■ EXCERPT

Jean-Luc Godard is known as one of the pioneers of the French New Wave movement, a 1960s film movement that defined its self by rejecting what were up to that time classic cinematic tropes and structures, while also reaching for broad ideological and philosophical themes, often times challenging dominant societal beliefs. Some call the films of the French New Wave movement surreal, irreverent, distractingly whimsical, or dismayingly absurd. "Pierrot le fou" proves to be many of these things. Yes, it's surreal. The narrative is a disjointed, snaking array of scenes that often lack standard and logical transitions. Yes, it's whimsical. Many of Godard's personal political and social beliefs are conspicuously communicated, often to a humorous end. This is a very self aware film, and it wants the audience to know that. Above all, "Pierrot le fou" is absurd. But then, it has to be. It claims to be about life, after all.

In many ways, "Pierrot le fou" is a classic love story. It has a man. It has a woman. They love each other. They travel together, quarrel, and lay on beaches at midnight, dreamily staring at the unexplainable sheen of the moon far above. They share pillow talk. However, Godard would never appreciate his characters being described as normal Hollywood lovers, nor would he want people to view their relationship as just another love affair. No, what connects Ferdinand (Jean-Paul Belmondo) and Marianne (Anna Karina) is not so simple as love or lust. What connects them is an indefinable passion for all things - for living, most of all. What drives them is a want of adventure, is a desire to be all places at all times, to break through the mundanity of daily existence into a state of pure action, pure enthusiasm, pure being. They commit murder, steal cars, rob tourists, and swindle their way through France in a child-like ecstasy. In its way, their love is pure. They never think about consequences, at least initially. Some have described Ferdinand and Marianne as the French counterculture's Bonnie and Clyde, a duo doomed to love and to die. Another way to look at it is to say they were doomed to live, and their fate is a direct result of that.

Ferdinand is a man bored with his cushy Parisian lifestyle. His wife, the daughter of a wealthy Italian businessman, no longer interests him. While he would prefer to sit in his bathtub for hours reading literature and poetry, his wife forces him to go to small cocktail parties and chat with the Bourgeoisie, finger food tweezed between fat fingers. Even his children cannot provide him with the reward he knows life is capable of delivering. He is a lazy man who has accepted his fate. Where once he held dreams of writing novels and sharing his experience with the world, he now holds nothing. His wealthy existence is unfulfilling. He exists in his head, in his dreams. That is, until Marianne arrives to whisk him away from everything he knows. She is the spark he needs to light the brush pile of his ambition. Unfortunately, the fire she creates becomes difficult to control.

Marianne is the perfect con artist. Anna Karina, who incidentally was married to Godard for many years, excellently portrays the smart, sexy, and impulsive female counterpart to Ferdinand's level-headed and cool anti-hero. With a sordid past, Marianne is a girl on the run from dangerous Algerian mobsters. Unfortunately, because of the narrative structure, her past is never fully elaborated nor is the level of danger ever expressly communicated. Instead, Godard allows Marianne's capricious, often selfish, nature to provide hints to her past exploits and what will become her future crimes. She is a beautifully realized character that's simultaneously as vulnerable as a mouse and as venomous as a snake. Like Ferdinand in the film, the audience is left teetering between sympathy and enmity for Marianne. She is as manipulative, as enduring, and as memorable as Hemingway's Lady Brett Ashley. A lovable bitch, in other words.

■ WORK REQUIRED
Summarize the review of "Pierrot le fou" in two sentences. The lines that follow this review come from a separate source.

■ DATASET ROWS
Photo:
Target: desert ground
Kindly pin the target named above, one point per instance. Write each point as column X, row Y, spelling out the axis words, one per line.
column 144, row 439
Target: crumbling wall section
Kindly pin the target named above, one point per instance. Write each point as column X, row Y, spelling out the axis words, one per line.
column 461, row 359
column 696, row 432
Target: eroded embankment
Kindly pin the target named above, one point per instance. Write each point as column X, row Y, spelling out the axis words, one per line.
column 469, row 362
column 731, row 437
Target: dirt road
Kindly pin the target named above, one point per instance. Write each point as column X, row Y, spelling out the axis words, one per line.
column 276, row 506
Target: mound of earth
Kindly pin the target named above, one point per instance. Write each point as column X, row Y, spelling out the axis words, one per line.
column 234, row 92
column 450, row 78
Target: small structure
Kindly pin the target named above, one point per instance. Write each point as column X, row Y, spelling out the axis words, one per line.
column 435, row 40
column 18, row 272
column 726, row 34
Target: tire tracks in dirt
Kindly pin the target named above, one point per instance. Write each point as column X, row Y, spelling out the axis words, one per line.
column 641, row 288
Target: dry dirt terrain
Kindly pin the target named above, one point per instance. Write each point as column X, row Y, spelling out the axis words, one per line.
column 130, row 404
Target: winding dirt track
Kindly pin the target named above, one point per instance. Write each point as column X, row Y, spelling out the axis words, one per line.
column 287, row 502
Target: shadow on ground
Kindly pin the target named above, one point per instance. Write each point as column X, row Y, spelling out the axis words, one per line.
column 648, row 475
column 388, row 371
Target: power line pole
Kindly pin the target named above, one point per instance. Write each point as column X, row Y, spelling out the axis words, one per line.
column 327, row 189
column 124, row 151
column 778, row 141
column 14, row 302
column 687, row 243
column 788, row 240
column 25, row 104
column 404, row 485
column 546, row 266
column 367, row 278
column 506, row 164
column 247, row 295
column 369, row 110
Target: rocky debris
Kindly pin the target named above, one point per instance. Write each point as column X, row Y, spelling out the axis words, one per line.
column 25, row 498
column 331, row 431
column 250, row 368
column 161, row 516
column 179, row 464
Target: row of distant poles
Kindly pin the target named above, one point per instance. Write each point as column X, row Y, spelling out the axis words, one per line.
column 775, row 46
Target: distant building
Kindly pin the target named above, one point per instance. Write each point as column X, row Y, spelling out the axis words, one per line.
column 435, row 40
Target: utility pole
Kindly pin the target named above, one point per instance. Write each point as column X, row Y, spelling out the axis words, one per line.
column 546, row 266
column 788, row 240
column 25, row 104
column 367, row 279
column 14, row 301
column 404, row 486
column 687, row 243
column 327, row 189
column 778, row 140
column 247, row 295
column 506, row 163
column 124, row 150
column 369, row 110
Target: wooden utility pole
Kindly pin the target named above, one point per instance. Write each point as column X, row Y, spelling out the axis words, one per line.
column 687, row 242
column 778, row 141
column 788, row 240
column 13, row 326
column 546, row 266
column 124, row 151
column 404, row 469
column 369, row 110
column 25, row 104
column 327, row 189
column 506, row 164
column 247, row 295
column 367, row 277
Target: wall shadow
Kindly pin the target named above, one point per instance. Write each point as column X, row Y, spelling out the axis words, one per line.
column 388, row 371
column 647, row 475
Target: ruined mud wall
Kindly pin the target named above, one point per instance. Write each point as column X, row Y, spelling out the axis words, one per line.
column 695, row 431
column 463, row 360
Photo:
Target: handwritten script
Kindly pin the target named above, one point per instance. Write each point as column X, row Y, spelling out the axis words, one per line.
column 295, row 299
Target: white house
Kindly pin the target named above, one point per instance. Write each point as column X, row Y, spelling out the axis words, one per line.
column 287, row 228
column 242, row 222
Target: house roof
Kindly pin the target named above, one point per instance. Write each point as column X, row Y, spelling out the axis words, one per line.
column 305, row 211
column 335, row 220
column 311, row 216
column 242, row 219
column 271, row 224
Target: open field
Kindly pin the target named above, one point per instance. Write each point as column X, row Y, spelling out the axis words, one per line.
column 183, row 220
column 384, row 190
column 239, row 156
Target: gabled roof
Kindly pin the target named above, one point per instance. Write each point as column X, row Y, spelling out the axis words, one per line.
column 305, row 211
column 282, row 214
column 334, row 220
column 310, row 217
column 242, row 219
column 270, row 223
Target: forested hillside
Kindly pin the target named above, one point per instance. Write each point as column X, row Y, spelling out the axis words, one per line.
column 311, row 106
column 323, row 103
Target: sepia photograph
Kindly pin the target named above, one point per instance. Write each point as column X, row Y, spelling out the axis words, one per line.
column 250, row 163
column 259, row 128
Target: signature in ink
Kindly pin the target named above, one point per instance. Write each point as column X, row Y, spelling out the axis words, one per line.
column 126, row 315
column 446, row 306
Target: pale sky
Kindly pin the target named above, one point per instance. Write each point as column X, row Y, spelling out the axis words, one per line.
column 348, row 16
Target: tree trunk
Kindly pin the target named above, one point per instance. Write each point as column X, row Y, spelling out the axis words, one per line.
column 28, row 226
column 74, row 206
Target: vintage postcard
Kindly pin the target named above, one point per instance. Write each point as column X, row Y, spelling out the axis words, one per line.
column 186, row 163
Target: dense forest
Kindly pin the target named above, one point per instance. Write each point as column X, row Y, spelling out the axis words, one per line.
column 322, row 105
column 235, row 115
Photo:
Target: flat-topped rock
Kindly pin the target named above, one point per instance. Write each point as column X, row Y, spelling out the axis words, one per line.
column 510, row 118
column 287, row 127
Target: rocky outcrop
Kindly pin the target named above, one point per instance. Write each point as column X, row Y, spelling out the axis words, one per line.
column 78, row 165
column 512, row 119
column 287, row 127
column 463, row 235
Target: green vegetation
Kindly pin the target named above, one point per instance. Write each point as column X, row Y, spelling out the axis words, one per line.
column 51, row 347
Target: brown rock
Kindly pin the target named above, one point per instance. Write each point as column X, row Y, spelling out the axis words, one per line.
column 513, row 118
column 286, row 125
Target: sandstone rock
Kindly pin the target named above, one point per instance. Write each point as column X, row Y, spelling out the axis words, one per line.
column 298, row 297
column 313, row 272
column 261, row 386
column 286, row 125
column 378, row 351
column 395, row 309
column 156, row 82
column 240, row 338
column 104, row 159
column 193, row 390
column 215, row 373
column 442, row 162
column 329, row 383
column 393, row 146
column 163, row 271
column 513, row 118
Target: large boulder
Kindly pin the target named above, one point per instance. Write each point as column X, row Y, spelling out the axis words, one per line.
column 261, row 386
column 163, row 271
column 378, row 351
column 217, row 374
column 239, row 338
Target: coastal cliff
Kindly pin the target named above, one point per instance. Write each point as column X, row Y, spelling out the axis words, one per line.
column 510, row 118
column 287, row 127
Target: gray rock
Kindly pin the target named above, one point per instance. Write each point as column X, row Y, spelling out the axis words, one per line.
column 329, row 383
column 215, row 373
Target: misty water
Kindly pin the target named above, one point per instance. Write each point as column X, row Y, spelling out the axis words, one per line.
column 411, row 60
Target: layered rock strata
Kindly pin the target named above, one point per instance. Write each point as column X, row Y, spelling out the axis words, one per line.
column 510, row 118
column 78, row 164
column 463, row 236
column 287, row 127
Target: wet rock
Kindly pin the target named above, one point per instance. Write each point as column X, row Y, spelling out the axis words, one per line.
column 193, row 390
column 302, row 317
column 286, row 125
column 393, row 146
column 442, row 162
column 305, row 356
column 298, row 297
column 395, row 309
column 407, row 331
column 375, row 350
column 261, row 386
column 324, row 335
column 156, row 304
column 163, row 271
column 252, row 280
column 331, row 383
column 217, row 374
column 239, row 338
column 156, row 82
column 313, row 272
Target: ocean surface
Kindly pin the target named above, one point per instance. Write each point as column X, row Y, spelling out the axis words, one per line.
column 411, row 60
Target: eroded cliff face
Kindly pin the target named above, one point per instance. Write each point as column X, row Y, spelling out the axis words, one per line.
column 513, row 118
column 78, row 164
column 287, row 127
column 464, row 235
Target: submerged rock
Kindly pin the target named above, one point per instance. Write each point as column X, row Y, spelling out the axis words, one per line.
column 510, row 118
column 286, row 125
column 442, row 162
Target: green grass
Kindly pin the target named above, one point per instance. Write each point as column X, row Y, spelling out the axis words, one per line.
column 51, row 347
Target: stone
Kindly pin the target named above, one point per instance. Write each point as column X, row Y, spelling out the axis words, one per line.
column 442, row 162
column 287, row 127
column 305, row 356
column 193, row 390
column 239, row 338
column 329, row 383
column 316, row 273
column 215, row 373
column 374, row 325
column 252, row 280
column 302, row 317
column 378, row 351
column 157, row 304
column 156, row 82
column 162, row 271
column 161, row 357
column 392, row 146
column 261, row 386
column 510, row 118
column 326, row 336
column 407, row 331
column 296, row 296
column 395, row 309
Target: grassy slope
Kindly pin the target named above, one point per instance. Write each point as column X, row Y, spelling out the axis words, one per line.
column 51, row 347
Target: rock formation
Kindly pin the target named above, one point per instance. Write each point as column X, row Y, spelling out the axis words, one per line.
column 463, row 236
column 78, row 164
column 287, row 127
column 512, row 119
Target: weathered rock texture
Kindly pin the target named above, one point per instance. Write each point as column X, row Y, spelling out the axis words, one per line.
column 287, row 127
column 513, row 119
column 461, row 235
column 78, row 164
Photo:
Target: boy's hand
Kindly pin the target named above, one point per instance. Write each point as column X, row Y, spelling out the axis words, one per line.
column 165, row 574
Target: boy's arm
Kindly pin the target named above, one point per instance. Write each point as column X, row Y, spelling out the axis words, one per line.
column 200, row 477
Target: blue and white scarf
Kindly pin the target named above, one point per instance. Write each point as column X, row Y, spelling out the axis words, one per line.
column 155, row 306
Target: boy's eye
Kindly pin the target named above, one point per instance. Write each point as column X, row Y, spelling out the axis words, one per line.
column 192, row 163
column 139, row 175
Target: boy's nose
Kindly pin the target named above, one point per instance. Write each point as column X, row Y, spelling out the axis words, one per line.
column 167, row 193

■ SOLUTION FOR THIS PROBLEM
The review places Jean-Luc Godard's "Pierrot le fou" within the French New Wave and calls the film surreal, whimsical, and above all absurd, with a disjointed narrative. It presents Ferdinand, a bored man with a wealthy Parisian life, and Marianne, a con artist on the run from Algerian mobsters, whose passion for living leads them to commit murder, steal cars, and swindle their way through France.